Exercise goal >>
Reproduce the whole listing below without its pictures, exactly as written.

(Beginning of Provided information)

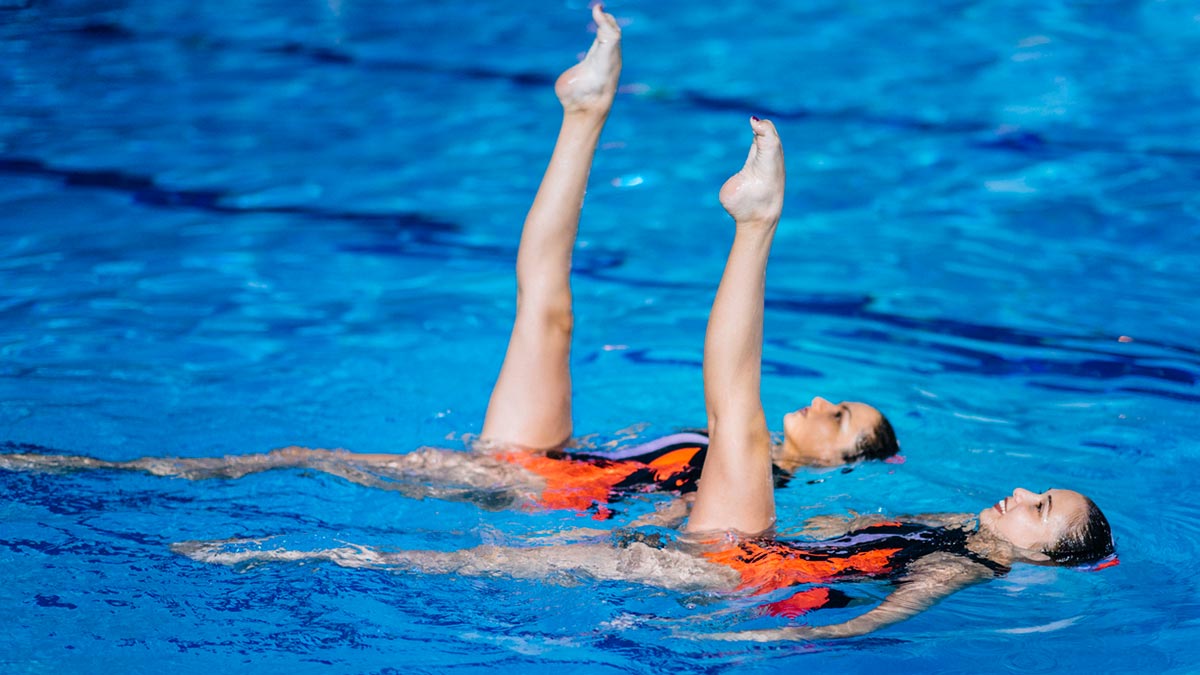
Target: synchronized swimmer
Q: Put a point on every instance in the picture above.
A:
(726, 542)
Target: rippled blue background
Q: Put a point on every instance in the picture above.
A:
(231, 227)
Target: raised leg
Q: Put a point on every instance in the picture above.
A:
(531, 404)
(736, 487)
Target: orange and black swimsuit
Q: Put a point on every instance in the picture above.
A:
(581, 481)
(879, 551)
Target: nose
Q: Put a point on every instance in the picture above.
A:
(1023, 494)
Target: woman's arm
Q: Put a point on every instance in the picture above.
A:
(929, 580)
(736, 488)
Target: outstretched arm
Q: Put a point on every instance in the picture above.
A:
(737, 488)
(930, 579)
(531, 402)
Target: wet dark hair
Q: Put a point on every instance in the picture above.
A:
(1089, 542)
(880, 443)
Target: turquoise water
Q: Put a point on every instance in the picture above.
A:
(234, 227)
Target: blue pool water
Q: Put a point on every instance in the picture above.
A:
(232, 227)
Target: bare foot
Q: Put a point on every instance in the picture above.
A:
(589, 85)
(755, 195)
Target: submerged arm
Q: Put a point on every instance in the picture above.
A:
(737, 487)
(829, 526)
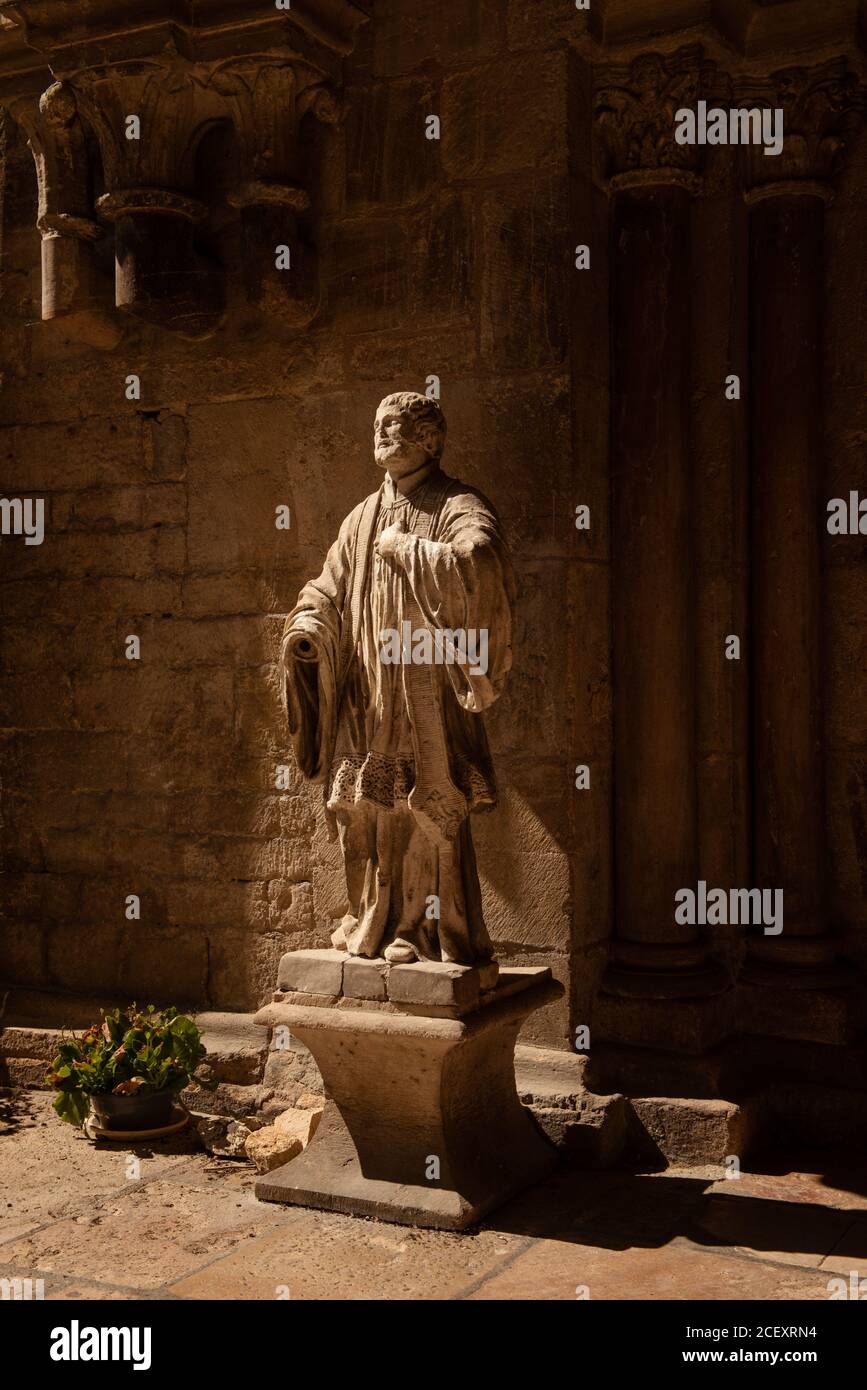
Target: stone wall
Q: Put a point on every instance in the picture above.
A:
(449, 257)
(156, 777)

(End of Provided information)

Exercise solution >>
Target: synchronized swimmer
Q: Put a point on every instance in the picture above.
A:
(726, 542)
Target: rippled blue background
Q: Put a point on every instance in the picture above.
A:
(231, 227)
Target: raised leg
Q: Put a point on every instance in the picture above.
A:
(531, 404)
(736, 487)
Target: orange and black swimsuit
Q: Put a point on every instance in the picture above.
A:
(581, 481)
(879, 551)
Target: nose
Q: Put a point on every instance in the picture above.
A:
(1023, 494)
Target: woman's arm
Q: Put a point on every instance in the picture above.
A:
(929, 580)
(736, 488)
Target: outstretched arm
Q: Put a point on every instance in the picture above.
A:
(737, 488)
(930, 579)
(531, 402)
Target: wet dark hair
Q: Put a point on every instance in the picture above.
A:
(1089, 542)
(880, 443)
Target: turquoise water
Q: Put a point on every instance in the picture above.
A:
(234, 227)
Target: blue pool water
Q: Put a point on every instance in the picture above.
A:
(232, 227)
Target: bare foot
Q: Put a point on every instance in the picture above.
A:
(589, 85)
(755, 195)
Target: submerged arm
Q: Put a point on every instance in the picture above.
A:
(737, 487)
(829, 526)
Target: stone wall
Q: Put a point on every instance in the picture above.
A:
(449, 257)
(156, 777)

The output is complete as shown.